begin Supplied entries

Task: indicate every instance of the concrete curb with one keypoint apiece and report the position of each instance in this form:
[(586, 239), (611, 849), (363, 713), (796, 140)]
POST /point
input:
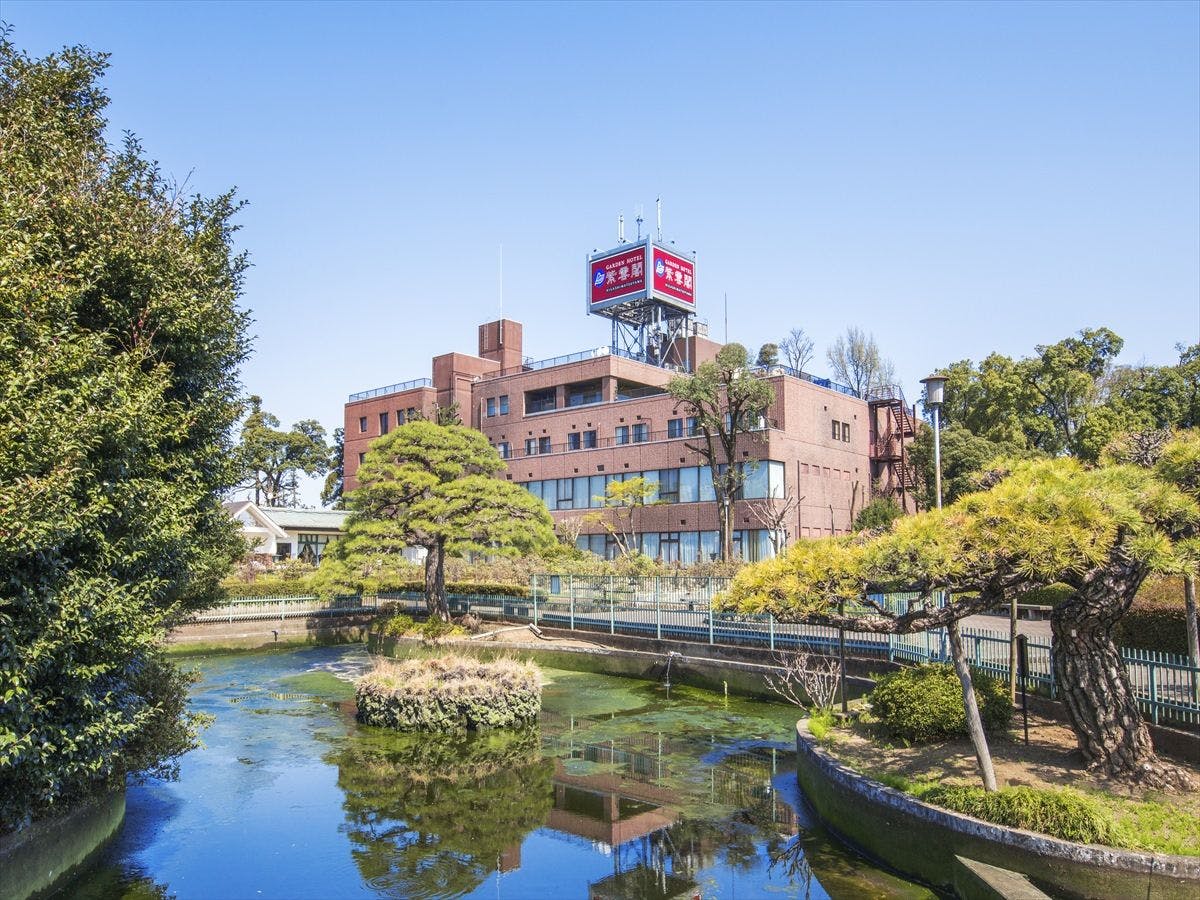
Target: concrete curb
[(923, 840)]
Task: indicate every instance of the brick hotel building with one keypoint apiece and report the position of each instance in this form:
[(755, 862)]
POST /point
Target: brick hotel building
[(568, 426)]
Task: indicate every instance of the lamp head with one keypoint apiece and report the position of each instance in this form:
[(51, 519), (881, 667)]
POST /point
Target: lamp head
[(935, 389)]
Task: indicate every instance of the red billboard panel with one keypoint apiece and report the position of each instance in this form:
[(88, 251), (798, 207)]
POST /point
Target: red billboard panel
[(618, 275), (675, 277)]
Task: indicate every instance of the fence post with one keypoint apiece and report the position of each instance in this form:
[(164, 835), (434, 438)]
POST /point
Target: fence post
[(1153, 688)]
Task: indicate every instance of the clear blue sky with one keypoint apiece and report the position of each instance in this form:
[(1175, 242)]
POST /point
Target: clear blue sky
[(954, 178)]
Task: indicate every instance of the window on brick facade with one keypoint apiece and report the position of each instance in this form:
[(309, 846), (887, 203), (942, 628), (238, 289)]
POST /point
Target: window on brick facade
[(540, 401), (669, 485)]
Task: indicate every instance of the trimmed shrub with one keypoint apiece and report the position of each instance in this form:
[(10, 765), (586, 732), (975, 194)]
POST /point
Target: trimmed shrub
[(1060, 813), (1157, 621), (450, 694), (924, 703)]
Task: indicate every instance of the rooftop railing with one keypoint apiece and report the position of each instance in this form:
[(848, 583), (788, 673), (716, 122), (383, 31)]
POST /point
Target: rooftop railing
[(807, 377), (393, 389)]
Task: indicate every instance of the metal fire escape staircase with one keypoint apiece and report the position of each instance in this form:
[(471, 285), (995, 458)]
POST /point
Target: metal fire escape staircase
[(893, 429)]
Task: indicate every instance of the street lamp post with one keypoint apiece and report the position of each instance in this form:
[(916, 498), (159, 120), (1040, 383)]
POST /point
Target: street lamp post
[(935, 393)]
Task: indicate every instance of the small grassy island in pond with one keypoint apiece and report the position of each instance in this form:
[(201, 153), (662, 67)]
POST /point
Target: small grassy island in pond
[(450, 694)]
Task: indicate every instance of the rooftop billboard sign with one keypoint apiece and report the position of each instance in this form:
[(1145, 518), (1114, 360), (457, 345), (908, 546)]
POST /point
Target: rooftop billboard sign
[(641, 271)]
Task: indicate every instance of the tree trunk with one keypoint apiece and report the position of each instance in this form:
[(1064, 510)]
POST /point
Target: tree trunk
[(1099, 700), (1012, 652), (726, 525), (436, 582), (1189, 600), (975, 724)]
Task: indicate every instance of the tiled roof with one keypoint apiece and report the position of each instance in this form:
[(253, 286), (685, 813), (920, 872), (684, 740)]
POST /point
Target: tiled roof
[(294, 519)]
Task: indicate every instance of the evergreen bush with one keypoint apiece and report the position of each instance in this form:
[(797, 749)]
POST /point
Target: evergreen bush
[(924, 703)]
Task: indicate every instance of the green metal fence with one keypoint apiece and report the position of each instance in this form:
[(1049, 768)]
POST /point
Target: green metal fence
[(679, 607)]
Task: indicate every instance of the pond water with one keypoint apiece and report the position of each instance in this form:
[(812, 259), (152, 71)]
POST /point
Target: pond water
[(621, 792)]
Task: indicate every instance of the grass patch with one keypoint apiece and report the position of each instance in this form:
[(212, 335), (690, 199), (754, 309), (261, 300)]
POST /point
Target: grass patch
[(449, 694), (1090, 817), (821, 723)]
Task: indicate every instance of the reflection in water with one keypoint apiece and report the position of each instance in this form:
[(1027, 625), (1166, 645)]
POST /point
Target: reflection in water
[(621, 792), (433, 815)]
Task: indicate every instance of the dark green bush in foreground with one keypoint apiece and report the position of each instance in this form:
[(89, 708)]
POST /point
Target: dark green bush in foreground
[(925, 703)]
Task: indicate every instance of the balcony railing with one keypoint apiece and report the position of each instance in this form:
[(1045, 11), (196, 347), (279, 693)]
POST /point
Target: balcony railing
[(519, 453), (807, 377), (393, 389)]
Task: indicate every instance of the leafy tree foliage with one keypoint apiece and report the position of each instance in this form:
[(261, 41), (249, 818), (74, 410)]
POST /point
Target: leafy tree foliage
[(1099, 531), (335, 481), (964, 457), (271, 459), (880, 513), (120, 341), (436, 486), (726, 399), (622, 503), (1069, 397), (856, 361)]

end Supplied entries

The task. Edit all of the items above so that "keypoint" becomes "marker" wherever it appears, leaving everything else unchanged. Omit the pictures from your answer.

Answer for this exercise.
Task: indicate every instance of the concrete curb with one marker apiece and report the position of each instance in this form:
[(586, 239), (611, 849), (363, 713), (796, 140)]
POST /point
input:
Target: concrete curb
[(923, 840)]
Task: indicate every instance of the brick hotel building with one marker apiece and report the position of each instance in this form:
[(755, 862)]
POST /point
Target: brick hotel building
[(568, 426)]
Task: indicate every instance of the lamp head with one marker apiece and report the position of each instance in this form:
[(51, 519), (881, 667)]
POST /point
Target: lamp head
[(935, 389)]
Task: indicate every instance of the red billboard panel with one marker apiece and report the position of each instance in this form:
[(88, 251), (798, 207)]
POST /point
Target: red billboard panel
[(618, 275), (675, 277)]
Task: indicate every instance of the fence post with one marker apiece and report the position of each instance in this form:
[(164, 835), (434, 438)]
POST /point
Target: fence post
[(1153, 688)]
Task: indicate every instance of the clear blue sky with one marker apiece and report the position of each instance in this form:
[(1175, 242)]
POST /point
Target: clear blue sky
[(954, 178)]
Task: indicate every instance of the window on brick facade with one marker apiece and report the position of each instance in this form:
[(309, 846), (887, 203), (942, 628), (238, 289)]
POST /point
Target: window on brick facade
[(540, 401), (669, 485)]
Task: indicate every instance of the trimmed shrub with one marker apiece and report the position of each instance in this form:
[(10, 765), (586, 732), (975, 194)]
POST /point
Target: trimmed shrub
[(1060, 813), (1157, 621), (450, 694), (924, 703)]
Task: indicate every instance of the rooftop railing with one marker apiece and report the position of each instance in this form:
[(848, 583), (788, 673), (716, 122), (383, 31)]
POST /point
Target: rooftop railing
[(807, 377), (393, 389)]
Task: indicate every instance of the metal fire escape staircase with one marker apiece and report the position of each instance in this form:
[(471, 285), (995, 458)]
POST /point
Target: metal fire escape staircase
[(893, 429)]
Task: indicate every instance of the street lamp post with one marker apiece and report the position of each instance in this form:
[(916, 498), (159, 120), (1040, 383)]
POST /point
Target: street lamp post
[(935, 393)]
Task: indicate every instance of the small grassy island in pond with one marker apiece and report the position of each instance in this form:
[(201, 153), (662, 67)]
POST /point
Target: small grassy island in pond
[(450, 694)]
Task: indicate every instance of the rooftop billboard sign with one marker apiece and report the position of each instance in this form:
[(1145, 518), (1114, 360), (457, 345), (908, 546)]
POST /point
Target: rooftop billboard sign
[(641, 271)]
Task: indicate every instance of the tree trunk with one marker apiece and report the position of each instance in this form:
[(1064, 510)]
POST /point
Target: tree trunk
[(1099, 700), (1012, 652), (726, 525), (436, 582), (1189, 600), (975, 724)]
Task: indicate every instance of the tiled roof with one marker apiece and report the position of each instance in this form:
[(253, 286), (685, 813), (920, 872), (684, 740)]
POST /point
Target: tiled roof
[(294, 519)]
Task: indicate every instance of the evergreen bush with one marker apiece and report the position of each instance in this form:
[(797, 749)]
POST /point
Target: evergreen bush
[(924, 703)]
Task: indicate every instance of the green metal fence with one marker apiece and report the position of each instance in this form:
[(1049, 768)]
POST /point
Target: green metal fence
[(679, 607)]
Task: indicate every instance of the pond water with one marker apiece and report the position of each instance in this form:
[(812, 259), (152, 71)]
POST /point
Target: pond water
[(621, 792)]
Task: indicate every instance of the grass patch with one marker apiece and report the position of each instance in this form:
[(212, 335), (690, 199), (754, 309), (261, 300)]
POST /point
Target: grass patch
[(449, 694), (1090, 817), (821, 723)]
Task: indicate every instance of the reflection in water with one marker apiece and report the position of each instance in this form:
[(1027, 625), (1166, 645)]
POST /point
Target: reflection in water
[(621, 792), (433, 815)]
Task: indicate every instance of the dark green bush in foreground with one marker apiece and report the position of each instance in this form:
[(89, 708)]
POST /point
Target: dark green bush in foreground
[(925, 703)]
Task: indicate every instance of the balcony railing with one marker apiece and report the position of each instance in this form:
[(1045, 11), (196, 347), (279, 693)]
POST /point
Target: balcony railing
[(519, 453), (807, 377), (393, 389)]
Task: indicate every instance of the leafy tree foliage with one marker apiece and report the position of each instance in this form:
[(261, 41), (249, 818), (74, 410)]
POST /point
Target: leafy tree foliage
[(1099, 531), (335, 481), (964, 457), (271, 459), (880, 513), (120, 341), (436, 486), (726, 399), (622, 503), (1069, 397), (856, 361)]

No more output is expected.